Archive for June, 2009

Golf — Not the expensive, boring kind

Tuesday, June 30th, 2009

Golf

My husband has been trying to get me to play frisbee — in all of its incarnations. Like a labador pup shaking a disc all doggy-eyed at his master, he comes to me with great hopes, disc in his hands, thinking that someday, just maybe, I’ll succumb to his floppy-eared cuteness and join him in a game of ultimate frisbee with his pals down at Bush Pasture Park.

No way, man.

So I promised him a game of frisbee golf. And while I knew I would suck from the get go, I didn’t imagine that he would tell me so before we even left our house.

“You’re not going to be very good,” he said.

“I know, thanks.”

“No, really, you’re really going to suck at this.”

“I know. Thanks again.”

“No, we don’t have to do this. You’re going to hate it.”

“Anything for you.”

Adam has his own set of Frisbee golf discs, which include a putter, a long-range driver, and two mid-range drivers. He carries them in a brown bowling bag that he picked up at Goodwill for $1.

You could probably recite the rules for frisbee golf while working the quadratic formula, baking a souffle and doing your taxes all at the same time. And while I can’t say I am enamored with the intricate culture that surrounds the game — backyard grilling has more relevance — I do rather enjoy walking around the sun-scorched grass in every direction, with arbitrary and often unsatisfying goals in mind (this has always been the draw of golf for me).

And I love rushing, urgent, into the wind.

We decided on Timber Linn park in Albany if only because we had to drive to it and, being a member of Tina Brown’s Gig Economy, I need every chance I can get to get out of the house. It seems to be a well-used course, with funny worn-down run-ups at the tees from which golfers have thrown discs for years. Adam says it’s an unconvincing course though, none too interesting, with too many straight fareways and not enough dog-legs. Next time, we might try the field at Cascades Gateway, a little closer to home.

You might think that I’m pulling your chain.

You might think that I am stalling because I don’t want to write a little story about how much I suck.

Well okay, cheeky monkeys, it is true. I did suck. It is exceedingly difficult for Frisbee novices to chuck a disc 400 yards and make it even half the distance without losing the disc to the wind, an overzealous sprinkler system, or a perfectly placed tree.

I generally had to make four, five, even six throws to hear that satisfying ca-chink! of the putter falling into the chained basket.

It was damn fun, though. I’m going back as soon as my arm stops hurting.

These are the cherries in my neighborhood

Monday, June 29th, 2009

Cherries 014

Cherries 015

Cherries 016

They’re the cherries that you meet / When you’re walking down the street / They’re the cherries that you long to eat.

We really have no need to go to an orchard to get cherries because our neighborhood is an urban oasis of cherry trees just falling over with fruit.

Growing up in PA we had two cherry trees, none of which ever bore any acceptable fruit because the birds would get to them before they could ripen. We even netted them a few time, to embarassing results.

And now, within an acre of land in our Northeast Salem micro-neighborhood, I find that we have six fruiting cherry trees, owned by hospitable neighbors, with more fruit than you can shake a stick at.

INSTRUCTIONS FOR THE TASK: From the June 2009 archive above, reproduce word for word the part that opens with "Adam has his" and closes with "Goodwill for $1.".

RECORDED INFORMATION:
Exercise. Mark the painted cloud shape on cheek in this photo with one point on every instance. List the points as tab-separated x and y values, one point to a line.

...

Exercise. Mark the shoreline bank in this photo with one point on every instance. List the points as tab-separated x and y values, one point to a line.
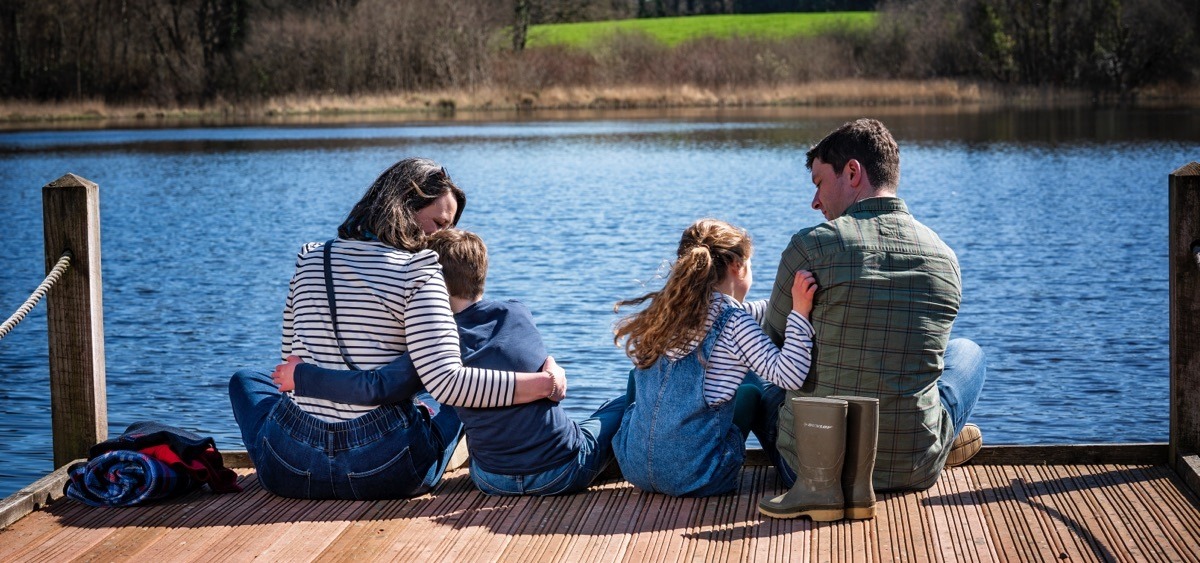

WORKED SOLUTION:
Adam has his own set of Frisbee golf discs, which include a putter, a long-range driver, and two mid-range drivers. He carries them in a brown bowling bag that he picked up at Goodwill for $1.